**Problem to work on**
Copy the items from the start through the line containing "POLYGON ((5 184, 0", changing "pine tree" to "fir tree" and leaving all else unchanged.

[Labeled area outline entries]
** start **

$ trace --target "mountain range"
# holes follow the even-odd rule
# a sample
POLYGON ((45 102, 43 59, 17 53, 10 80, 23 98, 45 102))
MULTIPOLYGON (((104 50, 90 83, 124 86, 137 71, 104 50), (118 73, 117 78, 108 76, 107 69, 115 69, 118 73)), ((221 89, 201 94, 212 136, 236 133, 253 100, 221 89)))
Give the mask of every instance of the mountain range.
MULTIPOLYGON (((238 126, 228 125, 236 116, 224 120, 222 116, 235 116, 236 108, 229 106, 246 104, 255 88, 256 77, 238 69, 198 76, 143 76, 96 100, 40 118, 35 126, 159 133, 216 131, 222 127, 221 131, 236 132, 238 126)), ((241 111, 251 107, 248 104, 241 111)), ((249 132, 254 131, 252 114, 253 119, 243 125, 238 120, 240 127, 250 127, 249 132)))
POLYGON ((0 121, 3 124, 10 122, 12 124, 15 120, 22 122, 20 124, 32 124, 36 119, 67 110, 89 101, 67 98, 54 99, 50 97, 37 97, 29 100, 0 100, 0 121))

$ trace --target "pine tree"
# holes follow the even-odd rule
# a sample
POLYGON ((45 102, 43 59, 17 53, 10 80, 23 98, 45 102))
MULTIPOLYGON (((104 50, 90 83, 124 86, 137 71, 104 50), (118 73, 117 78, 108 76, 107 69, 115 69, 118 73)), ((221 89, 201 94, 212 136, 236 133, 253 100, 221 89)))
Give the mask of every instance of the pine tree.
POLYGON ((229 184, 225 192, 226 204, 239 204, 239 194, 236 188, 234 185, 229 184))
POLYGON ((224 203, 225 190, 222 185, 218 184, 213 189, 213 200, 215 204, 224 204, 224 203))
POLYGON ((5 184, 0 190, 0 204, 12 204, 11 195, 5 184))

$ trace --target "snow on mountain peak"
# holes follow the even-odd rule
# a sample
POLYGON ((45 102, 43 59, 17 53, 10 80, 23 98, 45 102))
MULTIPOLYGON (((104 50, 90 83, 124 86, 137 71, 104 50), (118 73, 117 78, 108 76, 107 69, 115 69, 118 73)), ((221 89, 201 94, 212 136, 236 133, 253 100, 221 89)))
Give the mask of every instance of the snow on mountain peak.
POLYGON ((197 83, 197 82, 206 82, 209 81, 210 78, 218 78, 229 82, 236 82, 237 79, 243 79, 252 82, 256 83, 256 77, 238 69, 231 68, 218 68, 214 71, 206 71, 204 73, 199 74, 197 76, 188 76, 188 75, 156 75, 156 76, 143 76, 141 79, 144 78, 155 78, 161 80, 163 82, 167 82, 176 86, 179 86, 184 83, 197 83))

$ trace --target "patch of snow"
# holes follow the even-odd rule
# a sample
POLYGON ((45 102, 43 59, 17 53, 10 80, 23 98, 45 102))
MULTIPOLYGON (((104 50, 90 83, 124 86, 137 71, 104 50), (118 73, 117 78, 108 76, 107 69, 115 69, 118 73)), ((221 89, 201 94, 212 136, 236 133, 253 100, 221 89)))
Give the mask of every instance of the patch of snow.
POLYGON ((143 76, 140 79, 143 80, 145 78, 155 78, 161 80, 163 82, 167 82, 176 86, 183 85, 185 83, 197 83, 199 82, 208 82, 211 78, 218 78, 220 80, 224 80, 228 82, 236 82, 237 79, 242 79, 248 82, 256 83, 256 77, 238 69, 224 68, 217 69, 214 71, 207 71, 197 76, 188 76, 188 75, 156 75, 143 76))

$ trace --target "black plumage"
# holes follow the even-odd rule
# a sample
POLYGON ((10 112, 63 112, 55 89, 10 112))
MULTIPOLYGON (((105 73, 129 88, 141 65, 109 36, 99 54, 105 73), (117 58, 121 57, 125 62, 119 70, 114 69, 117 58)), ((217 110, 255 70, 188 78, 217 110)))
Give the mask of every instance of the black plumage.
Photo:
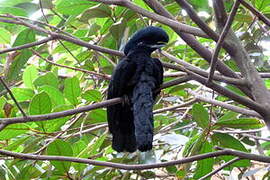
POLYGON ((118 152, 148 151, 153 142, 153 105, 163 81, 161 62, 151 53, 167 43, 167 33, 158 27, 137 31, 124 48, 125 57, 116 66, 108 99, 127 97, 128 102, 107 108, 112 147, 118 152))

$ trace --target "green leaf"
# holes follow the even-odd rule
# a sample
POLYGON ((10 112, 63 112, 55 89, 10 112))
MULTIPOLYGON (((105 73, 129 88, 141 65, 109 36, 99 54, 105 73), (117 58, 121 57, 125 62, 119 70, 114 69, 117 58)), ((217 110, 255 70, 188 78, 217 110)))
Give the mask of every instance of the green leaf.
POLYGON ((32 52, 25 49, 19 52, 19 54, 14 58, 10 69, 7 73, 8 80, 16 80, 20 76, 21 71, 24 69, 24 65, 27 63, 28 59, 32 56, 32 52))
POLYGON ((99 102, 102 99, 102 94, 98 90, 87 90, 82 94, 82 98, 87 101, 99 102))
POLYGON ((71 104, 78 104, 77 98, 80 96, 81 93, 79 79, 76 76, 74 76, 73 78, 68 78, 65 80, 64 85, 64 96, 71 104))
MULTIPOLYGON (((47 154, 55 156, 72 156, 73 150, 69 143, 57 139, 48 146, 47 154)), ((62 173, 67 173, 71 165, 71 162, 68 161, 51 161, 51 163, 62 173)))
POLYGON ((209 12, 210 11, 208 0, 189 0, 189 3, 197 11, 206 11, 206 12, 209 12))
MULTIPOLYGON (((5 1, 7 2, 7 1, 5 1)), ((22 9, 22 8, 18 8, 18 7, 0 7, 0 14, 12 14, 14 16, 27 16, 27 12, 22 9)))
POLYGON ((255 118, 239 118, 239 119, 227 119, 220 120, 215 125, 221 127, 230 127, 236 129, 257 129, 264 127, 264 124, 255 118))
POLYGON ((5 0, 0 2, 0 7, 11 7, 17 4, 31 2, 32 0, 5 0))
POLYGON ((71 43, 71 42, 63 42, 63 44, 59 44, 54 50, 53 53, 64 53, 66 52, 66 48, 70 51, 78 50, 82 48, 81 46, 71 43))
MULTIPOLYGON (((248 150, 245 148, 245 146, 238 139, 234 138, 233 136, 231 136, 229 134, 214 133, 211 136, 211 139, 212 139, 213 143, 215 143, 217 146, 248 152, 248 150)), ((233 159, 233 158, 234 158, 234 156, 220 157, 220 159, 223 159, 226 162, 233 159)), ((233 164, 233 166, 238 166, 238 167, 250 166, 250 160, 237 161, 233 164)))
POLYGON ((51 98, 53 106, 65 104, 65 99, 61 91, 49 85, 44 85, 39 88, 40 91, 45 91, 51 98))
MULTIPOLYGON (((66 111, 69 109, 73 109, 74 107, 72 105, 59 105, 55 109, 53 109, 53 112, 60 112, 60 111, 66 111)), ((44 129, 46 132, 55 132, 60 131, 61 127, 70 119, 70 116, 65 116, 49 121, 44 121, 45 127, 44 129)))
POLYGON ((30 100, 34 96, 34 91, 28 88, 12 88, 11 92, 18 102, 30 100))
POLYGON ((124 21, 123 18, 111 26, 110 32, 116 41, 121 41, 126 26, 126 21, 124 21))
POLYGON ((194 104, 192 106, 192 118, 201 128, 209 127, 208 112, 201 104, 194 104))
POLYGON ((0 140, 8 140, 28 131, 26 124, 11 124, 0 131, 0 140))
POLYGON ((97 3, 85 0, 57 0, 55 8, 61 14, 77 16, 85 9, 96 4, 97 3))
POLYGON ((58 79, 55 76, 54 73, 48 72, 45 75, 39 76, 35 81, 34 81, 35 86, 44 86, 44 85, 49 85, 55 88, 58 88, 58 79))
POLYGON ((47 114, 52 110, 52 103, 46 92, 41 92, 33 97, 29 105, 31 115, 47 114))
POLYGON ((42 4, 42 8, 44 8, 44 9, 52 9, 52 8, 54 8, 52 0, 40 0, 40 2, 42 4))
POLYGON ((23 83, 26 87, 34 89, 34 80, 38 77, 38 70, 34 65, 27 66, 23 72, 23 83))
POLYGON ((108 5, 101 3, 84 11, 80 21, 88 23, 89 19, 110 17, 111 14, 111 8, 108 5))
POLYGON ((4 28, 0 28, 0 43, 9 44, 11 39, 11 34, 4 28))
MULTIPOLYGON (((202 144, 200 154, 205 154, 212 151, 213 146, 206 141, 202 144)), ((193 178, 199 179, 200 177, 203 177, 204 175, 210 173, 213 170, 213 166, 214 166, 214 158, 208 158, 198 161, 193 178)), ((210 179, 210 177, 208 179, 210 179)))
POLYGON ((98 139, 96 140, 93 140, 94 142, 91 142, 93 143, 91 146, 89 146, 89 149, 88 149, 88 156, 93 156, 97 153, 99 153, 99 148, 100 146, 102 145, 102 143, 104 142, 105 138, 107 137, 107 133, 104 133, 101 137, 99 137, 98 139))

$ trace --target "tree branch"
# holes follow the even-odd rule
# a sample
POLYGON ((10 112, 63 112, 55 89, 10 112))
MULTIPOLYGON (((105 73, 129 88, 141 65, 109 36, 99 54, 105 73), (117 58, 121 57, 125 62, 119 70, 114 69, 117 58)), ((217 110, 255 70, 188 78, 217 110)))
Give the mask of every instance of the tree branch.
POLYGON ((200 95, 196 94, 193 91, 188 91, 188 93, 192 94, 199 101, 203 101, 203 102, 207 102, 207 103, 210 103, 210 104, 213 104, 213 105, 217 105, 217 106, 223 107, 225 109, 229 109, 231 111, 238 112, 240 114, 245 114, 245 115, 248 115, 248 116, 254 116, 254 117, 262 118, 262 116, 260 114, 258 114, 256 111, 244 109, 244 108, 234 106, 234 105, 231 105, 231 104, 228 104, 228 103, 225 103, 225 102, 217 101, 217 100, 214 100, 214 99, 205 98, 203 96, 200 96, 200 95))
POLYGON ((161 167, 185 164, 185 163, 190 163, 190 162, 194 162, 194 161, 198 161, 202 159, 224 156, 224 155, 232 155, 232 156, 239 157, 241 159, 249 159, 249 160, 270 163, 270 157, 268 156, 250 154, 250 153, 231 150, 231 149, 223 149, 221 151, 195 155, 195 156, 183 158, 181 160, 175 160, 175 161, 169 161, 169 162, 161 162, 161 163, 155 163, 155 164, 132 164, 132 165, 96 161, 96 160, 84 159, 84 158, 67 157, 67 156, 46 156, 46 155, 24 154, 24 153, 16 153, 16 152, 11 152, 11 151, 2 150, 2 149, 0 150, 0 154, 9 156, 9 157, 18 158, 18 159, 43 160, 43 161, 68 161, 68 162, 84 163, 84 164, 91 164, 94 166, 105 166, 105 167, 124 169, 124 170, 144 170, 144 169, 161 168, 161 167))
POLYGON ((270 27, 270 20, 260 13, 257 9, 255 9, 252 5, 247 3, 245 0, 237 0, 240 1, 243 6, 245 6, 247 9, 249 9, 255 16, 259 18, 259 20, 263 21, 266 25, 270 27))
POLYGON ((88 1, 93 1, 93 2, 100 2, 100 3, 104 3, 104 4, 108 4, 108 5, 118 5, 118 6, 123 6, 126 8, 129 8, 143 16, 146 16, 150 19, 153 19, 157 22, 160 22, 162 24, 166 24, 167 26, 170 26, 172 28, 178 29, 181 32, 185 32, 185 33, 189 33, 189 34, 193 34, 195 36, 200 36, 200 37, 208 37, 204 32, 202 32, 199 28, 194 28, 191 26, 188 26, 186 24, 182 24, 178 21, 172 20, 170 18, 166 18, 164 16, 160 16, 158 14, 149 12, 137 5, 135 5, 134 3, 132 3, 131 1, 126 1, 126 0, 88 0, 88 1))
POLYGON ((236 15, 236 12, 237 12, 237 9, 239 7, 240 3, 239 1, 235 1, 234 5, 233 5, 233 8, 232 8, 232 11, 230 13, 230 16, 222 30, 222 33, 218 39, 218 42, 217 42, 217 45, 216 45, 216 48, 215 48, 215 51, 214 51, 214 54, 212 56, 212 59, 211 59, 211 64, 210 64, 210 73, 209 73, 209 76, 208 76, 208 82, 211 82, 212 81, 212 78, 213 78, 213 75, 214 75, 214 72, 215 72, 215 69, 216 69, 216 66, 217 66, 217 60, 218 60, 218 54, 219 54, 219 51, 222 47, 222 44, 224 43, 224 40, 225 40, 225 37, 226 35, 228 34, 229 30, 230 30, 230 27, 232 25, 232 22, 233 22, 233 19, 234 19, 234 16, 236 15))
MULTIPOLYGON (((214 10, 217 19, 217 28, 219 30, 223 29, 224 24, 226 23, 226 12, 223 1, 214 0, 214 10), (225 15, 225 16, 224 16, 225 15)), ((266 88, 264 81, 259 76, 258 71, 255 66, 251 62, 251 59, 246 52, 245 48, 242 46, 241 41, 235 35, 233 31, 229 31, 226 41, 237 47, 237 51, 232 58, 236 62, 238 68, 240 69, 243 77, 247 80, 249 89, 251 90, 251 94, 256 103, 260 104, 261 108, 254 109, 257 111, 264 119, 268 128, 270 128, 270 92, 266 88)))
MULTIPOLYGON (((173 18, 173 16, 156 0, 144 0, 148 6, 150 6, 156 13, 166 16, 167 18, 173 18)), ((173 18, 174 19, 174 18, 173 18)), ((176 28, 172 28, 193 50, 195 50, 202 58, 211 62, 212 53, 206 47, 202 46, 194 36, 183 33, 176 28)), ((223 62, 218 60, 217 70, 228 77, 239 78, 234 71, 228 68, 223 62)), ((252 98, 250 90, 243 86, 237 86, 241 91, 243 91, 247 96, 252 98)))
POLYGON ((14 97, 13 93, 11 92, 11 90, 9 89, 8 85, 5 83, 5 81, 2 79, 2 77, 0 76, 0 81, 3 84, 3 86, 5 87, 5 89, 7 90, 7 92, 9 93, 11 99, 14 101, 14 103, 16 104, 16 106, 18 107, 19 111, 22 113, 23 117, 26 118, 27 115, 25 114, 25 112, 23 111, 22 107, 20 106, 20 104, 18 103, 18 101, 16 100, 16 98, 14 97))
POLYGON ((218 167, 218 168, 215 169, 214 171, 210 172, 209 174, 206 174, 205 176, 201 177, 199 180, 205 180, 205 179, 207 179, 207 178, 213 176, 214 174, 218 173, 219 171, 221 171, 221 170, 224 169, 225 167, 230 166, 231 164, 233 164, 233 163, 235 163, 235 162, 237 162, 237 161, 239 161, 239 160, 241 160, 241 158, 239 158, 239 157, 234 158, 234 159, 232 159, 232 160, 230 160, 230 161, 228 161, 228 162, 222 164, 220 167, 218 167))

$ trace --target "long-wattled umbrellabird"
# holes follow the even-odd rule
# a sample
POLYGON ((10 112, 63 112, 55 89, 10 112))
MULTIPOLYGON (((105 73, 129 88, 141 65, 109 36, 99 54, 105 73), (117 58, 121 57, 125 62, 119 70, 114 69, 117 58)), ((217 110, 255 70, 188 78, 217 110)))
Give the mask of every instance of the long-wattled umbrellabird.
POLYGON ((118 152, 152 149, 153 105, 163 81, 163 67, 151 53, 168 41, 163 29, 149 26, 137 31, 125 45, 125 57, 116 66, 108 89, 108 99, 127 99, 107 107, 112 147, 118 152))

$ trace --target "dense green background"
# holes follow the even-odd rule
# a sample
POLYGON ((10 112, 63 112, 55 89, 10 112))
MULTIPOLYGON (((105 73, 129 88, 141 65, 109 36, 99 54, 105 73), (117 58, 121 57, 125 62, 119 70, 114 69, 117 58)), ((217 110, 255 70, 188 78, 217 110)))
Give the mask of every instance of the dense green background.
MULTIPOLYGON (((142 0, 133 2, 153 12, 142 0)), ((176 2, 173 0, 160 2, 180 22, 196 26, 176 2)), ((209 6, 208 0, 190 0, 189 2, 197 12, 205 15, 201 16, 203 20, 215 29, 213 9, 209 6)), ((228 13, 232 3, 231 0, 226 1, 228 13)), ((269 0, 251 0, 250 3, 261 13, 270 17, 269 0)), ((86 0, 41 0, 39 3, 32 0, 0 1, 0 14, 6 13, 48 21, 50 25, 83 41, 115 50, 121 50, 128 37, 136 30, 147 25, 160 26, 170 36, 170 43, 164 48, 165 51, 202 69, 206 70, 209 67, 208 63, 191 47, 183 43, 172 29, 142 17, 125 7, 108 6, 86 0), (46 18, 40 13, 40 4, 42 4, 46 18)), ((254 20, 247 9, 240 7, 232 28, 240 36, 258 70, 268 71, 270 67, 268 61, 270 56, 269 29, 268 34, 264 33, 263 26, 263 23, 254 20)), ((44 28, 50 30, 48 27, 44 28)), ((0 23, 1 49, 35 42, 46 37, 48 37, 47 34, 25 26, 0 23)), ((215 47, 215 43, 210 39, 197 37, 197 40, 211 49, 215 47)), ((34 55, 32 49, 55 63, 108 75, 112 73, 114 64, 119 60, 117 56, 102 54, 62 40, 61 42, 54 40, 32 48, 1 54, 2 75, 27 115, 74 109, 105 100, 108 80, 52 65, 34 55)), ((154 56, 169 62, 167 58, 158 53, 154 56)), ((238 71, 235 63, 224 51, 220 53, 220 58, 233 70, 238 71)), ((176 72, 170 69, 165 70, 166 74, 176 72)), ((174 77, 166 77, 164 82, 172 79, 174 77)), ((270 87, 269 80, 266 79, 265 83, 270 87)), ((232 86, 223 85, 240 93, 232 86)), ((164 89, 154 109, 187 102, 193 97, 187 93, 186 88, 196 90, 200 87, 200 84, 191 81, 164 89)), ((2 91, 0 117, 22 116, 2 85, 0 85, 0 90, 2 91)), ((212 91, 205 88, 199 89, 199 93, 207 95, 209 98, 212 96, 212 91)), ((229 101, 228 98, 217 94, 214 95, 214 99, 229 101)), ((259 153, 258 149, 260 149, 266 155, 270 155, 270 142, 258 141, 239 133, 228 134, 216 131, 229 129, 239 132, 257 129, 264 126, 260 120, 203 102, 155 114, 155 146, 153 152, 146 154, 145 157, 143 157, 144 154, 138 153, 117 154, 111 148, 111 137, 104 127, 74 135, 74 133, 104 123, 106 123, 106 109, 97 109, 82 115, 50 121, 13 124, 0 132, 0 148, 14 152, 35 153, 38 151, 43 155, 73 156, 127 164, 134 164, 138 161, 147 163, 180 159, 182 156, 188 157, 215 151, 213 148, 215 145, 244 152, 252 150, 255 153, 259 153), (213 114, 211 118, 210 111, 213 114), (182 118, 183 114, 185 116, 182 118), (70 125, 71 122, 73 124, 70 125), (48 142, 51 143, 46 146, 48 142)), ((261 136, 261 133, 258 131, 253 135, 261 136)), ((145 171, 122 171, 70 162, 0 158, 4 160, 0 160, 0 179, 140 179, 141 177, 198 179, 211 172, 214 166, 218 167, 233 157, 222 156, 186 165, 145 171)), ((259 168, 263 170, 262 166, 259 168)), ((249 160, 238 161, 222 173, 229 175, 235 169, 238 169, 239 178, 248 173, 248 176, 256 173, 256 171, 251 171, 254 169, 254 165, 249 160)), ((267 171, 263 172, 265 177, 269 176, 267 171)))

** end **

**Written response**
$ trace --target "mountain range"
# holes follow the even-odd rule
# a sample
POLYGON ((45 102, 43 59, 17 53, 10 80, 23 98, 45 102))
MULTIPOLYGON (((104 50, 90 83, 124 86, 137 71, 104 50), (118 73, 117 78, 108 76, 107 69, 115 69, 118 73)), ((221 89, 201 94, 212 136, 236 133, 253 100, 221 89)))
Give the mask of every instance of the mountain range.
MULTIPOLYGON (((238 126, 228 125, 236 116, 224 120, 222 116, 235 116, 236 108, 229 106, 246 104, 255 88, 256 77, 238 69, 198 76, 143 76, 96 100, 40 118, 35 126, 159 133, 216 131, 222 127, 221 131, 236 132, 238 126)), ((241 111, 251 107, 248 104, 241 111)), ((249 132, 254 131, 252 114, 253 119, 243 125, 238 120, 240 127, 250 127, 249 132)))
POLYGON ((0 121, 3 124, 10 122, 12 124, 15 120, 22 122, 20 124, 32 124, 36 119, 67 110, 89 101, 67 98, 54 99, 50 97, 37 97, 29 100, 0 100, 0 121))

$ trace --target "fir tree"
# holes follow the even-odd rule
# a sample
POLYGON ((45 102, 43 59, 17 53, 10 80, 23 98, 45 102))
MULTIPOLYGON (((104 50, 90 83, 124 86, 137 71, 104 50), (118 73, 117 78, 108 76, 107 69, 115 69, 118 73)), ((221 89, 201 94, 212 136, 236 133, 253 100, 221 89)))
Give the mask of every instance of the fir tree.
POLYGON ((229 184, 225 192, 226 204, 239 204, 239 194, 236 188, 234 185, 229 184))
POLYGON ((224 203, 225 190, 222 185, 218 184, 213 189, 213 200, 215 204, 224 204, 224 203))
POLYGON ((5 184, 0 190, 0 204, 12 204, 11 195, 5 184))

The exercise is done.